# WORK INSTRUCTIONS
Update the lines that begin at the line containing "554L761 571L772 576L809" and stop after the line containing "positive clicks: (770, 575)". Change "rough mask" to "coarse mask", keep everything else the same, and write out only those lines.

******************************

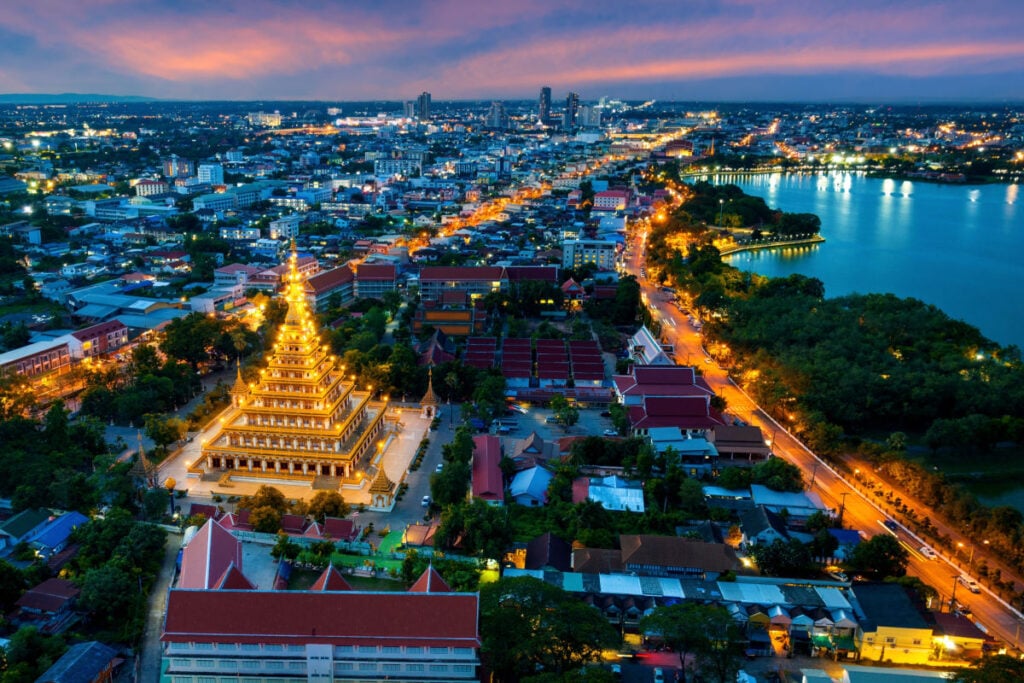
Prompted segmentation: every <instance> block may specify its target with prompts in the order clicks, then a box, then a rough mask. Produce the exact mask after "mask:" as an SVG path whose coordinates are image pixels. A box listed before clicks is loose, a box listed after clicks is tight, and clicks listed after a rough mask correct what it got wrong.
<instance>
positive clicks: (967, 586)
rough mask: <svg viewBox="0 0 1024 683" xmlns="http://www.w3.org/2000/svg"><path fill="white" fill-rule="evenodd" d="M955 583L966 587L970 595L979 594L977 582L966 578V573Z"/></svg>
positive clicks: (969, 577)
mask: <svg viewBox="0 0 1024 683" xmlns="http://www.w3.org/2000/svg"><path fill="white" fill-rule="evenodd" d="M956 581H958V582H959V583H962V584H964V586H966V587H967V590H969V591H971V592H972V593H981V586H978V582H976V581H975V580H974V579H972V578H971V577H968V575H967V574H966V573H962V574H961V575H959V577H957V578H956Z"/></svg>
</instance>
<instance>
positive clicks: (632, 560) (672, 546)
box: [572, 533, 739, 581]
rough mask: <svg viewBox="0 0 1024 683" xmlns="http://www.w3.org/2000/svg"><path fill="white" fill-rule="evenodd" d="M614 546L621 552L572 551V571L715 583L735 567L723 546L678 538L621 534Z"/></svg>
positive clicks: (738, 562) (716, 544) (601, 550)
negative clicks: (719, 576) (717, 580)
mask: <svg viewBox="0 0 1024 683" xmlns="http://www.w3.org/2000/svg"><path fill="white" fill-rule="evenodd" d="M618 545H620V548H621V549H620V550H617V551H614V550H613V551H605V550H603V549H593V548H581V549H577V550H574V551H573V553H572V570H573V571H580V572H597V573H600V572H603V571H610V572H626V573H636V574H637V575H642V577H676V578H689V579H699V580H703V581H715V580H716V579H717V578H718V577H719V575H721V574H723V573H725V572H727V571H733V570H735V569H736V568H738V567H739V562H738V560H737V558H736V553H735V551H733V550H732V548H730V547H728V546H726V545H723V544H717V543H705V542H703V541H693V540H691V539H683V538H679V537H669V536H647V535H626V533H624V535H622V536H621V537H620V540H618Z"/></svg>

******************************

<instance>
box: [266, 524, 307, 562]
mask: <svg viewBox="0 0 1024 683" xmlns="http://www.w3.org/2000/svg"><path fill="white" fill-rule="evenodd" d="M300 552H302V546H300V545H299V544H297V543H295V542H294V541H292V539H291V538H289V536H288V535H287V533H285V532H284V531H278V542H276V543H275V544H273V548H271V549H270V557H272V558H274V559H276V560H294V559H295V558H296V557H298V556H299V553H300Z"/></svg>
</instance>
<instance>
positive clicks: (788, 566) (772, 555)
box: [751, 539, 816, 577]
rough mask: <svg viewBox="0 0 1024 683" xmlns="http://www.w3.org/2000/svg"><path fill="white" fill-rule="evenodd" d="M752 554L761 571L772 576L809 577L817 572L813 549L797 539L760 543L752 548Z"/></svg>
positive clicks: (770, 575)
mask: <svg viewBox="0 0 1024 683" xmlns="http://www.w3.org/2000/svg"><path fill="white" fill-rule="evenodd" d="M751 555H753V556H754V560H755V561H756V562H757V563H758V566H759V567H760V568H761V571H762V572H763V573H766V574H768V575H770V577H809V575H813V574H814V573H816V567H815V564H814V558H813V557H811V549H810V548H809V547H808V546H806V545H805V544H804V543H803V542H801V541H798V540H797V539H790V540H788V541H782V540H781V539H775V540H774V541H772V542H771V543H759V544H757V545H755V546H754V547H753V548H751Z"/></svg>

******************************

# ANSWER SPACE
coarse mask: <svg viewBox="0 0 1024 683" xmlns="http://www.w3.org/2000/svg"><path fill="white" fill-rule="evenodd" d="M752 554L761 571L772 576L809 577L817 572L813 549L797 539L760 543L752 548Z"/></svg>
positive clicks: (770, 575)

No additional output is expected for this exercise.